* [Task to carry out]:
Please continue the passage below on the name Abimael, picking up after its final sentence.

A biblical Hebrew name meaning my father is God or God is father.
Abimael is a name of ancient Hebrew origin, composed of two elements: abi ("my father" or "father of") and el ("God" or "the divine"). The construction yields something like "God is my father" or "father of God" — a deeply theological formulation in the tradition of Hebrew theophoric names that encode faith directly into personal identity. This pattern is common across Biblical naming: Abigail, Abiram, Abishai all share the abi- prefix, each expressing a different facet of the speaker's relationship to the divine or ancestral.
Abimael appears in the Book of Genesis (10:28) in the Table of Nations, listed as one of the thirteen sons of Joktan — a descendant of Shem and thus an ancestor of various Semitic peoples. This brief appearance makes Abimael technically one of the older recorded personal names in the Biblical canon, though the specific people or region the name designates remains a subject of scholarly discussion. Some researchers have proposed connections to ancient South Arabian peoples, linking the name to early trading civilizations on the Arabian Peninsula.

(Point localization data)

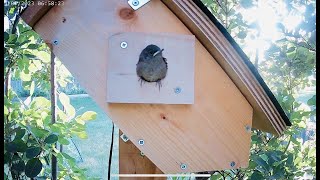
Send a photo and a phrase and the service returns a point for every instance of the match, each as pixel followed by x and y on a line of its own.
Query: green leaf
pixel 7 157
pixel 32 152
pixel 19 167
pixel 32 88
pixel 290 159
pixel 262 163
pixel 33 46
pixel 68 157
pixel 242 34
pixel 6 36
pixel 256 175
pixel 12 39
pixel 24 76
pixel 33 167
pixel 16 146
pixel 30 56
pixel 312 101
pixel 52 138
pixel 41 133
pixel 63 141
pixel 20 133
pixel 82 135
pixel 246 3
pixel 88 115
pixel 6 111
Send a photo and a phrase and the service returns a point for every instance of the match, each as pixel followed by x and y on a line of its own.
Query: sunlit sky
pixel 266 15
pixel 267 18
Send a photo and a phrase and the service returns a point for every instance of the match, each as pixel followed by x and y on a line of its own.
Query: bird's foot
pixel 141 81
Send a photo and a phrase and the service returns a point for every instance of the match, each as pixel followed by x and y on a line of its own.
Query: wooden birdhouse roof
pixel 268 115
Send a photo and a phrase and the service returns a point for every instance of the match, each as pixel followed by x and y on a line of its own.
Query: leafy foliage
pixel 288 69
pixel 29 134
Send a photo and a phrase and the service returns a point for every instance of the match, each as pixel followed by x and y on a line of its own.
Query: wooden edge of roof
pixel 195 15
pixel 33 13
pixel 215 38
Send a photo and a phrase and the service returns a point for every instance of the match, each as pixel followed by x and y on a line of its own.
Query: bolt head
pixel 183 166
pixel 141 142
pixel 123 44
pixel 135 2
pixel 177 90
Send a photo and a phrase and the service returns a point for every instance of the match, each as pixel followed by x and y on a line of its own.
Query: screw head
pixel 177 90
pixel 124 138
pixel 141 142
pixel 55 42
pixel 183 166
pixel 248 128
pixel 123 44
pixel 135 2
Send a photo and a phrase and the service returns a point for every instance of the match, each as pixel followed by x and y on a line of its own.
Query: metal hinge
pixel 136 4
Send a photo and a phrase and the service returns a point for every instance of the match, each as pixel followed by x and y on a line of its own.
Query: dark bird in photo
pixel 152 66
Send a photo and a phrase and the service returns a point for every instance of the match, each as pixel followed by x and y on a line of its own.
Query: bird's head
pixel 151 51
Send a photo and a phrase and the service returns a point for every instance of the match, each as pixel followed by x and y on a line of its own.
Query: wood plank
pixel 132 162
pixel 123 84
pixel 37 9
pixel 207 135
pixel 265 116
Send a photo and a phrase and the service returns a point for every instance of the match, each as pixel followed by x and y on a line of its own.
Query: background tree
pixel 29 135
pixel 288 68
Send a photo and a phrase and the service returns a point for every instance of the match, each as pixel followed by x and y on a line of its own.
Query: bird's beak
pixel 157 52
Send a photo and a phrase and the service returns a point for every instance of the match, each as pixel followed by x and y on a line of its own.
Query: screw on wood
pixel 123 44
pixel 183 166
pixel 124 138
pixel 177 90
pixel 135 3
pixel 55 42
pixel 141 142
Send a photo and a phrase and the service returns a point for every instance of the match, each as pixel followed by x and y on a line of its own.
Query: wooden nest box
pixel 201 117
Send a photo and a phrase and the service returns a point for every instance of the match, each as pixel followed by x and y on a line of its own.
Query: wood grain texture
pixel 207 135
pixel 132 162
pixel 265 115
pixel 123 85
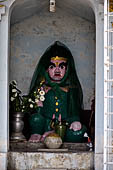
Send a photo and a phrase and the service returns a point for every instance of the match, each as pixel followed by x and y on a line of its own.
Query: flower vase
pixel 17 126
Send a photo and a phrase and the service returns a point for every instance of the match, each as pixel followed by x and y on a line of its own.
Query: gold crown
pixel 59 58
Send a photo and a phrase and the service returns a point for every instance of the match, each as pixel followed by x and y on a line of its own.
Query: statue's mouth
pixel 57 74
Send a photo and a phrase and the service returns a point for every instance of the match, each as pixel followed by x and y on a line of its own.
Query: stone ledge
pixel 47 160
pixel 34 147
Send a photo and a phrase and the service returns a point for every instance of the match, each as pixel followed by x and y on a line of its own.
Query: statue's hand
pixel 46 134
pixel 35 138
pixel 75 126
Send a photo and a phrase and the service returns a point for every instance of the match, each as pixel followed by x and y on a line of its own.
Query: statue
pixel 55 74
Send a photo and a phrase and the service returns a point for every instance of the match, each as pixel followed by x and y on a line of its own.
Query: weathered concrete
pixel 33 161
pixel 4 54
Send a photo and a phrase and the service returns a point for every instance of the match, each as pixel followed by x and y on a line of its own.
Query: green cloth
pixel 70 103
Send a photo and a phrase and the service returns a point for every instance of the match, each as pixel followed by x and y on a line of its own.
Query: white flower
pixel 31 105
pixel 12 99
pixel 36 100
pixel 37 97
pixel 42 98
pixel 15 81
pixel 42 92
pixel 32 101
pixel 14 90
pixel 15 94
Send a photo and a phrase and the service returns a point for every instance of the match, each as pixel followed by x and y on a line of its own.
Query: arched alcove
pixel 35 28
pixel 22 58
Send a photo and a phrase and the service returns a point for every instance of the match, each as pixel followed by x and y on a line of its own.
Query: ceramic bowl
pixel 53 141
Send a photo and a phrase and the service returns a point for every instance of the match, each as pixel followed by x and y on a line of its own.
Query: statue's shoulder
pixel 47 88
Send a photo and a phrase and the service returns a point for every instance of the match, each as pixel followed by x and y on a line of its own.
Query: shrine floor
pixel 35 156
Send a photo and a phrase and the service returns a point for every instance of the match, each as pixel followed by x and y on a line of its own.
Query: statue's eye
pixel 51 67
pixel 62 66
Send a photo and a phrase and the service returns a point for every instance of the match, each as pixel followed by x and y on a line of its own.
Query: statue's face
pixel 57 69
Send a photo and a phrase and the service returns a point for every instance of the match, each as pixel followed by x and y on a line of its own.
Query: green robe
pixel 40 121
pixel 70 103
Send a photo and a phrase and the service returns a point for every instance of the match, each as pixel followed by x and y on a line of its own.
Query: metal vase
pixel 17 126
pixel 61 130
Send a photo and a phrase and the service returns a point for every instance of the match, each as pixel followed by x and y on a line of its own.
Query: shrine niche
pixel 24 51
pixel 32 31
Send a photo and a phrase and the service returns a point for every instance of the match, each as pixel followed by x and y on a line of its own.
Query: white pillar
pixel 99 84
pixel 4 110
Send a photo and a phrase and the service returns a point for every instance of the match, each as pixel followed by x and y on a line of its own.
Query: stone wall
pixel 31 37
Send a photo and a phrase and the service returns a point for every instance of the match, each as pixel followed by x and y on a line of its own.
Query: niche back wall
pixel 31 37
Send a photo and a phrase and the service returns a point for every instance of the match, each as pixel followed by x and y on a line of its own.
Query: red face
pixel 57 69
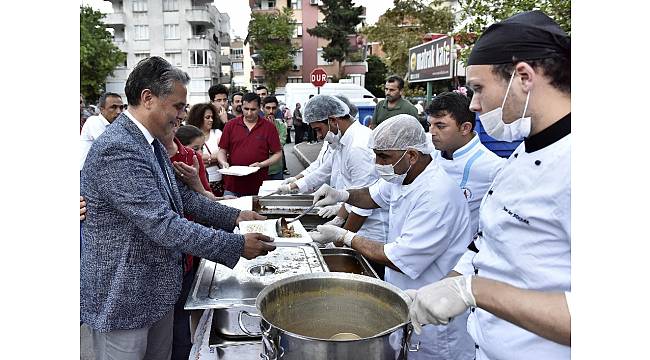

* [Written reply]:
In contemporary use, Abimael is most commonly encountered in Latin American countries with strong Catholic and Evangelical Protestant traditions, particularly in Mexico, Guatemala, and Brazil, where Biblical names of all varieties are warmly embraced. The name carries a formal, reverent quality — it is rarely shortened, worn in full with a certain dignity. In English-speaking contexts it remains genuinely rare, giving it an air of quiet distinction for families who discover it through Biblical study or Latin American heritage.